---------- Passage

Calibration with the high-resolution geomagnetic reversal record with Azolla's gamma radiation signature allows the duration of the event to be estimated at 800,000 years. That time frame coincides precisely with a steep decline in carbon dioxide levels, which fell from 3500 ppm in the early Eocene to 650 ppm after this event.

Thanks the azolla bloom, the Arctic cooled from an average sea-surface temperature of 13 °C to today's −9 °C. For perhaps the first time in its history, the planet had ice caps at both poles. This was not good for the Azolla bloom and so it could not continue its weight contest with the planet.

Gathering some of this magic fern from the Eocene Arctic, transporting to present and diseembarking from the WABAC once more at the Ecovillage Training Center, we are seeding azolla into our constructed wetlands, where it will devour the phosphorus made available from the showers and sinks in the Prancing Poet Ecohostel and commence sucking CO2 and N from the atmosphere, making us even more greenhouse-gas negative than we already are. Since it won't tolerate Tennessee winters we will need to bring some into our other kind of greenhouse before the first hard freeze and then reseed our outdoor ponds again next Spring. Is it edible? Can we feed it to animals? What kind of biochar does it make? How does it function in compost? Stay tuned for further developments. 


solarsmith said...

Wow!and double wow!!

--------------------
---------- Raw data

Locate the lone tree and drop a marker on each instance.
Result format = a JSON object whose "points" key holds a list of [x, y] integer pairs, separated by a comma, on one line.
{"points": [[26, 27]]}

--------------------

**Set problem A:**
Do the following statements agree with the passage on the Azolla event? Answer yes or no to each, and quote the words of the passage that decide it. (i) The duration of the event is estimated at 800,000 years. (ii) Carbon dioxide levels fell to 350 ppm after the event. (iii) Azolla can survive Tennessee winters outdoors.
**Set problem B:**
Retype the part of the passage on the Azolla event that begins at the words "Calibration with the" and ends after the words "after this event.".

**Task result A:**
(i) Yes: "allows the duration of the event to be estimated at 800,000 years"
(ii) No: "fell from 3500 ppm in the early Eocene to 650 ppm after this event"
(iii) No: "Since it won't tolerate Tennessee winters we will need to bring some into our other kind of greenhouse before the first hard freeze"

**Task result B:**
Calibration with the high-resolution geomagnetic reversal record with Azolla's gamma radiation signature allows the duration of the event to be estimated at 800,000 years. That time frame coincides precisely with a steep decline in carbon dioxide levels, which fell from 3500 ppm in the early Eocene to 650 ppm after this event.